** START OF Text to read **
The then government did not act on the recommendation, leading to public interest litigation in Delhi High Court in December 1999. On November 2, 2000, the HC directed the EC to secure information on whether a candidate is accused of any offence(s) punishable by imprisonment, her assets as well as those of her spouse and dependents and any other information the EC considers necessary.
The Union government appealed in the Supreme Court, which not only agreed with the Delhi HC, but went a step ahead and directed the EC, in its order dated May 2, 2002, to ask candidates whether they have been convicted/acquitted/discharged of any criminal offence in the past, or accused in any pending cases six months before the filing of nomination, seek details of assets and liabilities of a candidate, her spouse and dependents, and the educational qualifications of the candidate.
** END OF Text to read **
** START OF Data segment **
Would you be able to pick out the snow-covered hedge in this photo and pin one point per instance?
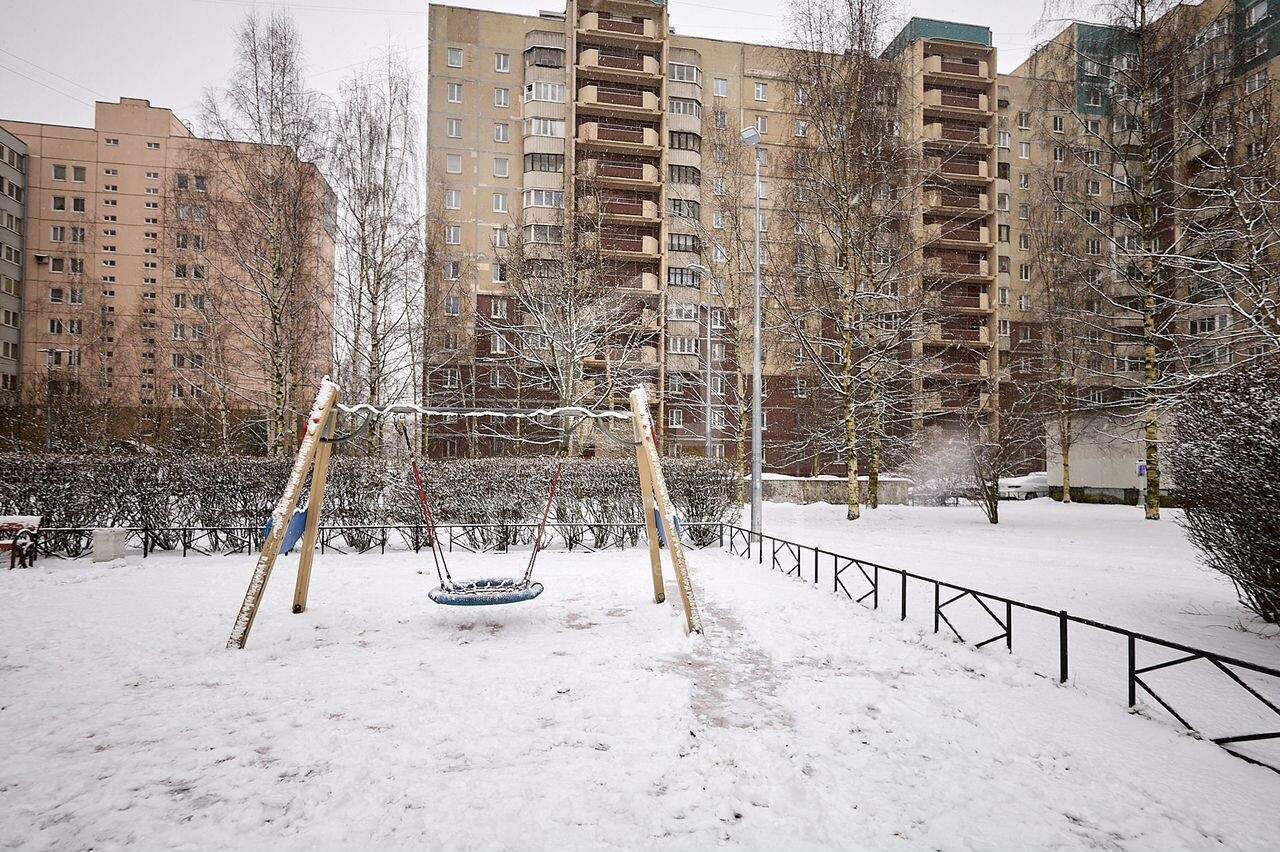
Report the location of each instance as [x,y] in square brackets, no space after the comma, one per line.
[154,491]
[1226,463]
** END OF Data segment **
Answer the following from the text on candidate disclosure rulings:
(a) In what month and year did the public interest litigation reach the Delhi High Court?
(b) On what date did the Delhi High Court direct the EC to secure information about candidates?
(c) What qualification of the candidate did the Supreme Court's order of May 2, 2002, add to the required details?

(a) December 1999
(b) November 2, 2000
(c) The candidate's educational qualifications